**WORK TO DO:**
Which lines in the records below contain the word "cover"? Show each of them in full.

[Data extracted from a collection]
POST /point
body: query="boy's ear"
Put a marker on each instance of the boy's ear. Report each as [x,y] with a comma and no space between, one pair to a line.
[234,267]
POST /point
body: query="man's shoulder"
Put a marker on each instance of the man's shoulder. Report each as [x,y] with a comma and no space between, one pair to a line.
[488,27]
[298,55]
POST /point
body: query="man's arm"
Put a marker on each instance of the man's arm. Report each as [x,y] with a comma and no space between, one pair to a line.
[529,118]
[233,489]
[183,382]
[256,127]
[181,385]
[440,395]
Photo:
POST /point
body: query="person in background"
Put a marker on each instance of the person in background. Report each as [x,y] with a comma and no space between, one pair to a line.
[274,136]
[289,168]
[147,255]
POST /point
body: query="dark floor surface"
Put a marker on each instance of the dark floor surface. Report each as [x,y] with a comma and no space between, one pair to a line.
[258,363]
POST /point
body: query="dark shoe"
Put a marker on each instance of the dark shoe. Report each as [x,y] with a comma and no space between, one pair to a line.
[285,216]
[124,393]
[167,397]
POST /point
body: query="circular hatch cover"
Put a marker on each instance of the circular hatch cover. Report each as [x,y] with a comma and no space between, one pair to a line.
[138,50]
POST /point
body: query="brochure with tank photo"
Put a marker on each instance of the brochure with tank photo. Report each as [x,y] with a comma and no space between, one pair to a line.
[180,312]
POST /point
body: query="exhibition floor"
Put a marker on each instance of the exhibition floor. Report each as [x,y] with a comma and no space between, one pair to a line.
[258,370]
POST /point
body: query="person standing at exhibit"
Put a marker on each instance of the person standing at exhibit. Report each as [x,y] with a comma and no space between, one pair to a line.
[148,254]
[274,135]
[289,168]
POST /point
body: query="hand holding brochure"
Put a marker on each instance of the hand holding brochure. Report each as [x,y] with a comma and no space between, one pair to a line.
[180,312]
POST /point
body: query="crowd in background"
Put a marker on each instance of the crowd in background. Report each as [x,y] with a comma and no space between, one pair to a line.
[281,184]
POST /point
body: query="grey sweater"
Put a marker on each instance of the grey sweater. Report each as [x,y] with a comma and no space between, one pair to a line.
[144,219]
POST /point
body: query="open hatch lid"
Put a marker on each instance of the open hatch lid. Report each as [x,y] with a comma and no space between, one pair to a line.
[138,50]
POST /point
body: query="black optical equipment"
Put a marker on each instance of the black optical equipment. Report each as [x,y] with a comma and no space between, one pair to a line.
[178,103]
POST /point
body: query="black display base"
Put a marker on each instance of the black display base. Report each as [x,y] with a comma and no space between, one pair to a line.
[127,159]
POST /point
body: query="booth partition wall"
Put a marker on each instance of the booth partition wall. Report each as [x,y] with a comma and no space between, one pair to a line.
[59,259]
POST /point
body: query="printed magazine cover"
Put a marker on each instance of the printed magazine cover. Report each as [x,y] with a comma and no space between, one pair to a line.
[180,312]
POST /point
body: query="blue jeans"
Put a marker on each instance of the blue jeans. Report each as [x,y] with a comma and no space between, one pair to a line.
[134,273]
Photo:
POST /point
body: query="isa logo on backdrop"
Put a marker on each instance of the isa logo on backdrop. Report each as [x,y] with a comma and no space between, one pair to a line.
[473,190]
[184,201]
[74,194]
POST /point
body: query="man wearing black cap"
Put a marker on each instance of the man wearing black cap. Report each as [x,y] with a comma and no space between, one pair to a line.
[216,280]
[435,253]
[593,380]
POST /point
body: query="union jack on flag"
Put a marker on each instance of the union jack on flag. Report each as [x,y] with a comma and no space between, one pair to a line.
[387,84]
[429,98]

**RESULT OF THE TASK:**
body: query="circular hatch cover"
Put a marker on each instance of the circular hatch cover. Report each as [x,y] with a comma and no space between, one pair to a line.
body: query="printed magazine cover"
Put a marker on each instance of the printed magazine cover. Report each as [x,y] with a comma and no space between, one pair to a line.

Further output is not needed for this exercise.